(Excerpts from a detection dataset)
[start]

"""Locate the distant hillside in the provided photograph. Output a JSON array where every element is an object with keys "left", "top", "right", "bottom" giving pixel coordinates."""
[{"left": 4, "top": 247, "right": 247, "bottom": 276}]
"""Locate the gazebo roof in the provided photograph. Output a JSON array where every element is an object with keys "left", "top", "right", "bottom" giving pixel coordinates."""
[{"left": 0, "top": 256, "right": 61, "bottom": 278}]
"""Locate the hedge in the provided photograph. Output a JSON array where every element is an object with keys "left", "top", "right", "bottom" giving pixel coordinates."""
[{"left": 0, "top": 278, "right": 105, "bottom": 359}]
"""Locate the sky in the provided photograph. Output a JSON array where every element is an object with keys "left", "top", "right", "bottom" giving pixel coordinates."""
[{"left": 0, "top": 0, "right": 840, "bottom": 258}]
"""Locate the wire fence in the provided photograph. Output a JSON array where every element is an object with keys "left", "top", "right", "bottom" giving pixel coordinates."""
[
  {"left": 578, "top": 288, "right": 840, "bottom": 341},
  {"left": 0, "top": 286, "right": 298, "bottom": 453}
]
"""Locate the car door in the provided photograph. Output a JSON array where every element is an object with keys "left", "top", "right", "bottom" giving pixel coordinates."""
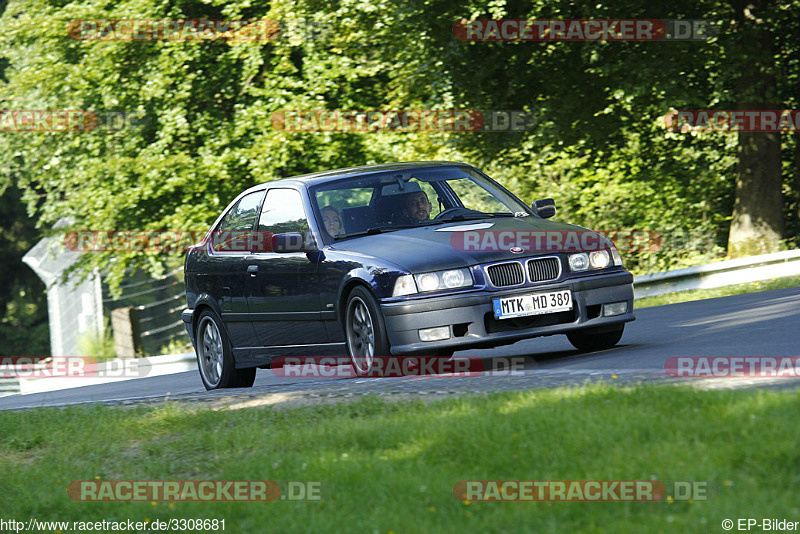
[
  {"left": 246, "top": 188, "right": 327, "bottom": 355},
  {"left": 201, "top": 189, "right": 264, "bottom": 353}
]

[end]

### [Your instructions]
Copy out the material above line for line, with no changes, but omit the pictures.

### [Result]
"""Locate the distant hillside in the provided photograph. Output a JSON array where every element is an object with keys "left", "top", "right", "bottom" giving pixel coordinates."""
[{"left": 4, "top": 247, "right": 247, "bottom": 276}]
"""Locate the gazebo roof in the provided photograph. Output a JSON array where every element is an object with keys "left", "top", "right", "bottom" giving pixel coordinates."""
[{"left": 0, "top": 256, "right": 61, "bottom": 278}]
"""Locate the hedge in the provided photograph. Output a JSON array where every element is an object with keys "left", "top", "right", "bottom" giving pixel coordinates."""
[{"left": 0, "top": 278, "right": 105, "bottom": 359}]
"""Locate the sky in the provided photograph. Output a JSON array where every element is an object with keys "left", "top", "right", "bottom" giving pixel coordinates."""
[{"left": 0, "top": 0, "right": 840, "bottom": 258}]
"""Locate the wire fence in the provided photograph. Output a JSON array where every element is an object with keys "left", "top", "right", "bottom" giving pixel coordinates."""
[
  {"left": 578, "top": 288, "right": 840, "bottom": 341},
  {"left": 0, "top": 286, "right": 298, "bottom": 453}
]
"""Locate the car door in the provided photograph. Output a JSON array where every element is an object with keys "left", "top", "right", "bottom" giving pixel coordinates."""
[
  {"left": 246, "top": 188, "right": 327, "bottom": 355},
  {"left": 201, "top": 189, "right": 264, "bottom": 353}
]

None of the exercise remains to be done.